■ EXERCISE TASK: Which lines in the data below contain the word "side" with the same capitalization? Copy out each of those lines in full.

■ MATERIAL:
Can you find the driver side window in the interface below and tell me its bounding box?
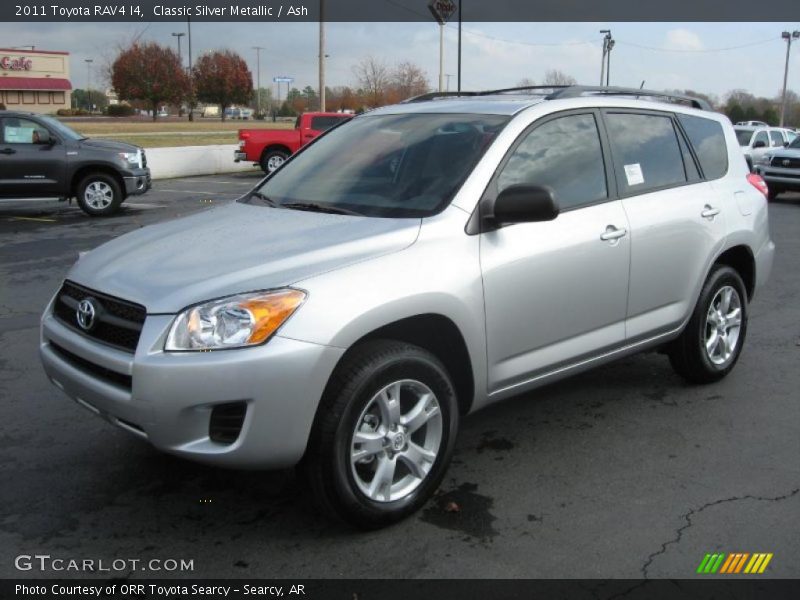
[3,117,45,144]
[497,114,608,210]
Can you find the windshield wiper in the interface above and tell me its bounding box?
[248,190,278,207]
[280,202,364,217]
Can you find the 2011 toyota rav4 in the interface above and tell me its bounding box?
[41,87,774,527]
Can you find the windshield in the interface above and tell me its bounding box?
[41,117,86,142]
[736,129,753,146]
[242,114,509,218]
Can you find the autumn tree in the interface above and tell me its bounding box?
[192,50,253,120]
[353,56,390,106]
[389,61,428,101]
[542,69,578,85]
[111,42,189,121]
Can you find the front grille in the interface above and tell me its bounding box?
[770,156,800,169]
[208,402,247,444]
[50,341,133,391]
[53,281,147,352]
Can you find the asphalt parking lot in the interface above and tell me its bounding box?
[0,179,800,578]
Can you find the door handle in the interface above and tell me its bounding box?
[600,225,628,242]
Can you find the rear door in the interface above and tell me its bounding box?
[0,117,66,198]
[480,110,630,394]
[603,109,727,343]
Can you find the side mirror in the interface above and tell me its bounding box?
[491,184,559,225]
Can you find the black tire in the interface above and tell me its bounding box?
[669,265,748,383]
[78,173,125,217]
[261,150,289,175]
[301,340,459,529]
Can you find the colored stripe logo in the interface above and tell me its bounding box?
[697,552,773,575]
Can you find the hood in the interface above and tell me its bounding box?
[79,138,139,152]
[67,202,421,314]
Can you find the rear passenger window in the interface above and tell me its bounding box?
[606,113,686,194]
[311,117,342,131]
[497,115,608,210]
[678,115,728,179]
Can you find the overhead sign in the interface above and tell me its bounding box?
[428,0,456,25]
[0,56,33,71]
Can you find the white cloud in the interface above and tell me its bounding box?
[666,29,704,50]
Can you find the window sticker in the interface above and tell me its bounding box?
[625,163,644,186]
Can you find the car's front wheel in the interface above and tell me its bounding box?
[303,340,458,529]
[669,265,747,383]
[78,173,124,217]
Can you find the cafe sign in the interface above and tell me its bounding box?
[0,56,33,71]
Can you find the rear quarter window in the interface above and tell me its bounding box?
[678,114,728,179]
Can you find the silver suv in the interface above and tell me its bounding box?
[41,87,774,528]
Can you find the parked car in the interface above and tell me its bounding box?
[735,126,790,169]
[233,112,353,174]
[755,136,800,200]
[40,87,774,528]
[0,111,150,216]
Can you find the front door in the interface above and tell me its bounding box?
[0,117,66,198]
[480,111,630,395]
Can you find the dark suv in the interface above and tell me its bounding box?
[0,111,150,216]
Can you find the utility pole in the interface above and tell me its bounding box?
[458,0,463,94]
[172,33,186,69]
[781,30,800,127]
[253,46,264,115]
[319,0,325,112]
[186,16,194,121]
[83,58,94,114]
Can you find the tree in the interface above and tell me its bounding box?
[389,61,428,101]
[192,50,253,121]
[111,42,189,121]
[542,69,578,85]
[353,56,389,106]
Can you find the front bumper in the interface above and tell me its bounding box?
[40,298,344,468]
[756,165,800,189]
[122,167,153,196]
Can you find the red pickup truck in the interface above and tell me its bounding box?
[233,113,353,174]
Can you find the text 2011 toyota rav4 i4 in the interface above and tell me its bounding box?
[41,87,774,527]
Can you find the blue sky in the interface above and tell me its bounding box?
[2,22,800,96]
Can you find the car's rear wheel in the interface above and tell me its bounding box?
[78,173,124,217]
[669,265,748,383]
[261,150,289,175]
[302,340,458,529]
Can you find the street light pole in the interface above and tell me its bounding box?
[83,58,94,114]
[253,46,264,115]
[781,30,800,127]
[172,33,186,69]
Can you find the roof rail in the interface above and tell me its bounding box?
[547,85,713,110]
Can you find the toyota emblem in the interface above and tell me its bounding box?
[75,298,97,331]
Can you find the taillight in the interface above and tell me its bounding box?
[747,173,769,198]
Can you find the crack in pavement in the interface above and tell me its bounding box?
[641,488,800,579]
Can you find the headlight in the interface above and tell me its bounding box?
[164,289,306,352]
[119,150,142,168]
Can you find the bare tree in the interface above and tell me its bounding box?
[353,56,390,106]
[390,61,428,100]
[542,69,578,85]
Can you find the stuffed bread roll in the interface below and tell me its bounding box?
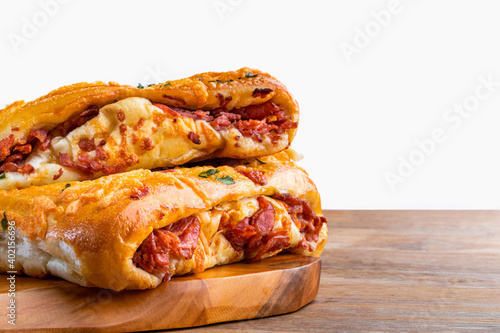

■ FINAL RESULT:
Can you find the driver side window in the interface below and tell me its bounding box?
Can you find the side mirror in the interface above and tell me its bounding box?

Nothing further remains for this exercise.